> [Document segment]
The conclusion, it is alleged, doesn't follow for much same reason that we cannot infer that Alice ran quickly from 'Alice ran close-to-quickly'. Uriah offered his opponent the following sort of reply. Consider:
There is a strawberry
There is a straw and there is a berry
Therefore, there is a berry.
The inference is obviously fallacious. But just because the move from premise 1 to premise 2 is mistaken, this does not mean that all inferences from the first premise to the conclusion is fallacious. The reason the inference from the premise to the conclusion holds (without the second premise) is that all strawberries are berries. Likewise, Uriah said, the reason the inference from 'you preceive red-cubely and blue-circly' to 'you perceive a cube' is valid is that all red-cubely perceptions are perceptions of a cube. My own objection to Uriah's general adverbialist position was that it seems that it cannot account for wide aspects of meaning. Consider:
Twin Oscar is thinking of water
If interpreted against the background of Putnam's Twin Earth story the sentence sounds false. However, in Uriah's framework the sentence is to be rendered as 'Twin Oscar is thinking-waterly'. This, of course, is true. Uriah responded by denying the possibility of de re attitudes in general.

> [Data extracts]
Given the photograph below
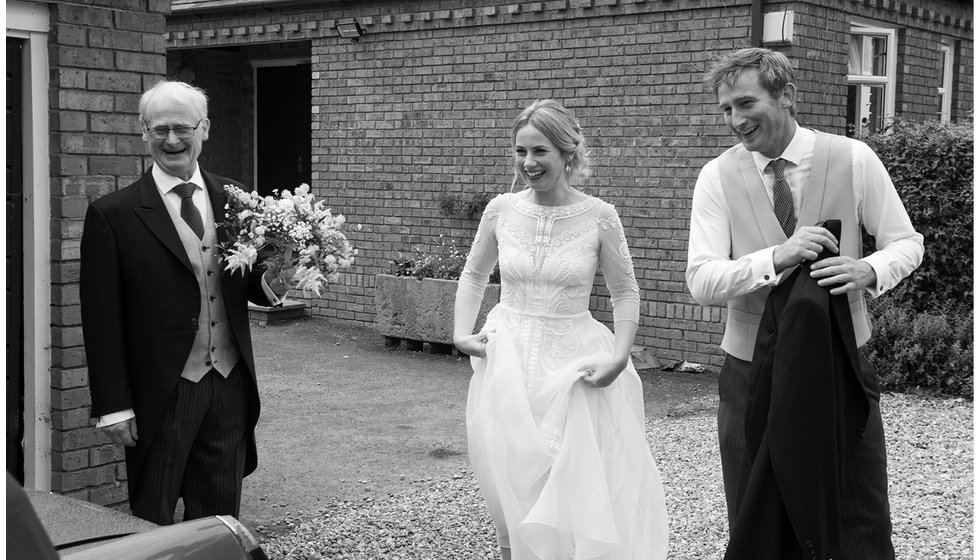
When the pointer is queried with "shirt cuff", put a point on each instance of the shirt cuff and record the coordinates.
(115, 418)
(763, 271)
(883, 275)
(274, 300)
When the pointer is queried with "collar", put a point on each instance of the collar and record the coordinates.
(165, 181)
(801, 143)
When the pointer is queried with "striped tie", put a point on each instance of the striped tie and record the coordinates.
(188, 210)
(782, 198)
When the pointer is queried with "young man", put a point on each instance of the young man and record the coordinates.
(752, 224)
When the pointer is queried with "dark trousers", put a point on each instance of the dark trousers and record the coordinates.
(199, 452)
(865, 514)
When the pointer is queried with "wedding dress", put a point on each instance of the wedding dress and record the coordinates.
(565, 468)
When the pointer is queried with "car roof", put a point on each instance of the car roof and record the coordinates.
(70, 520)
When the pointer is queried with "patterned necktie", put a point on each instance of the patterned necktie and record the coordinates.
(188, 210)
(782, 198)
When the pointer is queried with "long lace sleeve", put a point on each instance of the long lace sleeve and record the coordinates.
(617, 266)
(483, 253)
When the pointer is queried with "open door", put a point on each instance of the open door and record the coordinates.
(283, 131)
(15, 261)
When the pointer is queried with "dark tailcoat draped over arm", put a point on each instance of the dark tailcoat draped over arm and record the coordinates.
(808, 407)
(140, 308)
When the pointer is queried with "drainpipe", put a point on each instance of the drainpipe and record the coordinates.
(756, 23)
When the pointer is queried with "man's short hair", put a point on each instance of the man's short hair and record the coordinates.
(179, 91)
(775, 70)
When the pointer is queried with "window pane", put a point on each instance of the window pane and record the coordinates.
(852, 110)
(875, 105)
(879, 55)
(854, 55)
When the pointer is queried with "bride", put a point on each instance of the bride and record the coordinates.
(555, 408)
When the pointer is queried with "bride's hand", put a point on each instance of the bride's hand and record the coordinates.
(473, 345)
(601, 373)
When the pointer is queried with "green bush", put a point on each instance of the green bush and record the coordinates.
(927, 352)
(446, 262)
(931, 165)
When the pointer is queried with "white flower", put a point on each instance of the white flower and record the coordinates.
(301, 235)
(240, 258)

> [Directions]
1) From the passage on adverbialism, extract everything from "The conclusion, it" down to "is a berry.".
2) Rewrite the paragraph of the passage on adverbialism that begins "If interpreted against the background" in two shorter sentences, keeping its main facts.
3) Continue the passage on adverbialism from the point where it stops.
None of the entries is needed for this work.

> [Per-task outputs]
1)
The conclusion, it is alleged, doesn't follow for much same reason that we cannot infer that Alice ran quickly from 'Alice ran close-to-quickly'. Uriah offered his opponent the following sort of reply. Consider:
There is a strawberry
There is a straw and there is a berry
Therefore, there is a berry.

2) Read against Putnam's Twin Earth story, the sentence sounds false, yet Uriah's framework renders it as 'Twin Oscar is thinking-waterly', which is true. Uriah replied by denying that de re attitudes are possible at all.

3)
Jonathan Schaffer followed Uriah with a talk about truth-maker commitments (as shown on the pretty slide in the picture). Schaffer's position was somewhat anti-Quinean. He first argued that the important question is not what exists. This is not important because Quine was right when he said that everything exists. If you take a look at a true fragment of the language, you can simply read off the ontological commitments directly. This is quite uninteresting, however, as it does not tell us which entities are fundamental. The important question, according to Schaffer, is that of which entities are fundamental. Schaffer argued that we can, in principle, allow any kind of entity whatsoever to be deposited into our ontology: properties, propositions, numbers, etc. etc. But few of these will be fundamental. One virtue of this framework is that if we endorse it, then we do not need to engage in Quinean paraphrasing. 'There are numbers', for example, commits us to numbers at the Quinean level but it does not automatically commit us to numbers at the level of fundamentals. So, there is a sense in which it is innocent to say that there are numbers. It would be much less innocent to claim that numbers are among the fundamental entities of the universe.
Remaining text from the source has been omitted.